Action item → In full and without alteration, write out the records.

[[ Extracted information open ]]

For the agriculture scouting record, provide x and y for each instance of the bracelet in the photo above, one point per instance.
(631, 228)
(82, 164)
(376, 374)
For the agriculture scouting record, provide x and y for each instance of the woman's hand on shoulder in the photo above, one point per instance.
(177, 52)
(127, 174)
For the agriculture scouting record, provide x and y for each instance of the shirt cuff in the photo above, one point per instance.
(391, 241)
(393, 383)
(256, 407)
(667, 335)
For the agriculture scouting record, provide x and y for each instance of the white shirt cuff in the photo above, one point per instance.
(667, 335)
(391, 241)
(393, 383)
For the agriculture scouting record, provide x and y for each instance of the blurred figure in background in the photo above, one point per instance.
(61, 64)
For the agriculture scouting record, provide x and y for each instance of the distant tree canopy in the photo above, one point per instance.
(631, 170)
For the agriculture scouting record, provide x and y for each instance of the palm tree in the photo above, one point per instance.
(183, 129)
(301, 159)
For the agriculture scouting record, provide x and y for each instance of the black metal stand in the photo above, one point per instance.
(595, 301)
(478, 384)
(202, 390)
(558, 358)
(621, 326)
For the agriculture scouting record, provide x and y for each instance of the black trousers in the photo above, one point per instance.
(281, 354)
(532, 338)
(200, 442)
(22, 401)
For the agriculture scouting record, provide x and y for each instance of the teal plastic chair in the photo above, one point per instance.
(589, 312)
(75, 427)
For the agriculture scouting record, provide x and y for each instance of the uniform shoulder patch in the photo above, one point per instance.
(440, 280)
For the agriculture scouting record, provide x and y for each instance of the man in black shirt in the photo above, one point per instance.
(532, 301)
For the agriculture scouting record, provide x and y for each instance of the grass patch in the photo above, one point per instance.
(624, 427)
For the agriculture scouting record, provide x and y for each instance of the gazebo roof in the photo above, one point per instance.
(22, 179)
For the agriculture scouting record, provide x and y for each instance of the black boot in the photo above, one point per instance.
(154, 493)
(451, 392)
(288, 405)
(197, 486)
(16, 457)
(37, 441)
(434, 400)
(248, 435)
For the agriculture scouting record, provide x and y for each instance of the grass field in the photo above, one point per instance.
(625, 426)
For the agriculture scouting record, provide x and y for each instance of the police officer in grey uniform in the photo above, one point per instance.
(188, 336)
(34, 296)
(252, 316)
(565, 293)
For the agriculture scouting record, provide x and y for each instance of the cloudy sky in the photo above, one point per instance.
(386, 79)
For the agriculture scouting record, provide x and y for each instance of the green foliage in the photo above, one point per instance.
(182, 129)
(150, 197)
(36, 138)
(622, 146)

[[ Extracted information closed ]]

Response to this exercise →
For the agriculture scouting record, provide x and y for each instance of the bracelet in the photo above, one point per instance.
(631, 228)
(82, 164)
(376, 374)
For the agriculture scouting record, provide x and y for each instance of the woman's hand on shoulder in the photo above, one point per instance.
(177, 52)
(127, 174)
For the agriculture scouting record, provide x and y for each instance of the shirt cuff in the photo above, one point per instance.
(391, 241)
(393, 383)
(256, 407)
(667, 335)
For the agriculture scouting record, provide x and y for each instance of the white shirt cuff in the photo above, one point per instance.
(667, 335)
(391, 241)
(393, 383)
For the agriculture scouting record, provide x and y for each instance of the blurred figure in background in the photo above, one point per instance.
(61, 64)
For the agriculture scouting record, provide x and y for each instance of the distant tree canopy in the photo above, one point per instance.
(631, 170)
For the agriculture scouting record, provide x and y for each instance of the palm tree in the photo above, one point per instance.
(183, 129)
(301, 159)
For the agriculture scouting record, provide x and y for each instance of the black metal stand in the photo above, one point per instance.
(595, 301)
(478, 384)
(202, 390)
(558, 358)
(621, 326)
For the agriculture scouting record, provide x and y for each instance of the black trousers in the photo above, one point per instance.
(281, 354)
(532, 338)
(200, 442)
(22, 401)
For the agriculture scouting record, provide x and y for each instance of the teal plastic chair in the photo above, one point per instance.
(589, 312)
(75, 427)
For the agriculture scouting record, provide x and y for each instance of the uniform shoulder patch in the photo above, one point per instance.
(440, 280)
For the agriculture scouting record, provide x and y for each instance of the man in black shirt in the photo above, one point per instance.
(532, 301)
For the agriculture scouting record, provide x and y for each instance of the grass patch in the photo above, one point per instance.
(624, 427)
For the agriculture scouting record, provide x and y for each instance of the gazebo roof in the photo above, one point per instance.
(22, 179)
For the agriculture scouting record, provide x and y for each instance of the black boot in the photo above, one point per instance.
(154, 493)
(451, 392)
(288, 405)
(197, 486)
(16, 457)
(37, 441)
(434, 400)
(248, 435)
For the agriculture scouting record, provide x and y for each instance of the grass field in the photo above, one point per instance.
(625, 426)
For the agriculture scouting record, provide x and y for each instance of the police officer in grey uniform in the photo above, one point per instance.
(188, 336)
(34, 296)
(252, 316)
(565, 293)
For the agriculture scouting record, provide x and y for each instance of the cloudy sky in the photo above, one point per instance.
(386, 79)
For the agriculture scouting record, provide x and y for each instance of the green foliage in the photo above, one point per instance.
(182, 129)
(150, 197)
(36, 138)
(622, 146)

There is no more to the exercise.